··· Materials provided
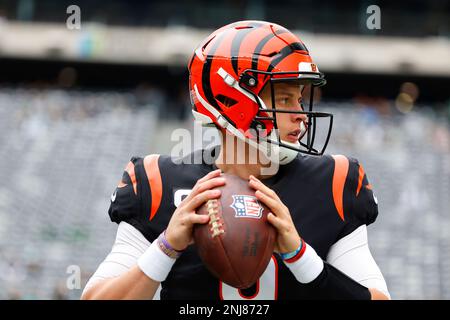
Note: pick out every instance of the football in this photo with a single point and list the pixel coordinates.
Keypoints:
(237, 243)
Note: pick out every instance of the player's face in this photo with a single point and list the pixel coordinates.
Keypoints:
(288, 96)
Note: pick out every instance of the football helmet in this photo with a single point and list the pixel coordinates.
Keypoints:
(231, 67)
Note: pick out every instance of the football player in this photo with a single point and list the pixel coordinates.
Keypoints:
(254, 81)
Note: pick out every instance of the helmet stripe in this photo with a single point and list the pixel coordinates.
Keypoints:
(236, 44)
(206, 72)
(286, 51)
(260, 46)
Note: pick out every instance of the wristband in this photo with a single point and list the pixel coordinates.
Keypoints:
(306, 265)
(166, 247)
(294, 255)
(158, 259)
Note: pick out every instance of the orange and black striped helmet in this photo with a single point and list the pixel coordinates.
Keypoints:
(229, 69)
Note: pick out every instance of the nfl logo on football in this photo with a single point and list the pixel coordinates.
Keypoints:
(246, 207)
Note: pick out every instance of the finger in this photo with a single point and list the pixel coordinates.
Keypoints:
(274, 220)
(258, 185)
(210, 175)
(211, 180)
(210, 184)
(278, 223)
(274, 205)
(201, 198)
(197, 218)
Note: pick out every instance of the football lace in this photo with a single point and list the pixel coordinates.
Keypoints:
(214, 221)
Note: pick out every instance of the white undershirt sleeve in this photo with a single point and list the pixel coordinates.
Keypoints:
(352, 256)
(129, 245)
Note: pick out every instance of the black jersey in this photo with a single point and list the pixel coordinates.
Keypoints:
(328, 198)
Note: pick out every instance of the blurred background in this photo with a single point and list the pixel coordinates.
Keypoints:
(77, 103)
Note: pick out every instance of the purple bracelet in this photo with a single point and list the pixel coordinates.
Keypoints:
(166, 247)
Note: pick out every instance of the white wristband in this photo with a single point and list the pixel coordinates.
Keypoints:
(308, 267)
(155, 263)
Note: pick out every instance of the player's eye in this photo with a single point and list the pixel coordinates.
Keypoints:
(282, 101)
······
■ **Task instructions**:
Copy every entry exactly, leaving out the pictures.

■ **Response box**:
Note: pick out every instance of the football in this photo with a single point and list the pixel coordinates.
Keypoints:
(237, 243)
Note: pick out every instance of the player's face in this photo with a single point and list the pixel coordinates.
Keypoints:
(288, 96)
Note: pick out every instance of the football helmet in this photo with a single point and list the pixel coordinates.
Keypoints:
(231, 67)
Note: pick out every instance of the football player in this photo with a single point and list the pixel coordinates.
Keypoints:
(254, 81)
Note: pick out every instance of the helmet stripe in this photo with a single point and list the pixel coordinates.
Keypoints:
(236, 44)
(206, 72)
(286, 51)
(260, 46)
Note: pick out every instance of the wristband in this photo with a single point and list the pixel coordinates.
Keypoints:
(306, 265)
(166, 247)
(294, 255)
(158, 259)
Note: pick out every instance of the orange and black striped helmet in this photo with a single point and list the pixel coordinates.
Keypoints:
(229, 69)
Note: pick out every instance of the nfl logo on football in this photo with a single point and list the pixel coordinates.
Keypoints:
(246, 207)
Note: pick out every instance of the finger in this photo with a single point and list the pixel coordinates.
Keypoints:
(274, 220)
(258, 185)
(210, 175)
(211, 180)
(210, 184)
(278, 223)
(274, 205)
(201, 198)
(197, 218)
Note: pick out every instance of the football lace in this photo with a single point and list the pixel coordinates.
Keypoints:
(214, 221)
Note: pick out every instance of the white undershirt sleeve in this photo with a single point and list the pixel coordinates.
Keypoints:
(352, 256)
(129, 245)
Note: pick out every instance of the black jersey in this photo with a single point and list the pixel coordinates.
Keypoints:
(328, 198)
Note: pick out every instance of the blurred background in this photo with a single point and list the pixel coordinates.
Keypoints:
(77, 103)
Note: pick out every instance of the purple bracelet in this photo with a single point and list the pixel coordinates.
Keypoints:
(166, 247)
Note: pick out every instance of the white wristband in this photo with a single point and list the pixel coordinates.
Keypoints:
(308, 267)
(155, 263)
Note: pick out every instance of the player's eye in this photo with a single point and list the pixel coordinates.
Keypoints:
(282, 101)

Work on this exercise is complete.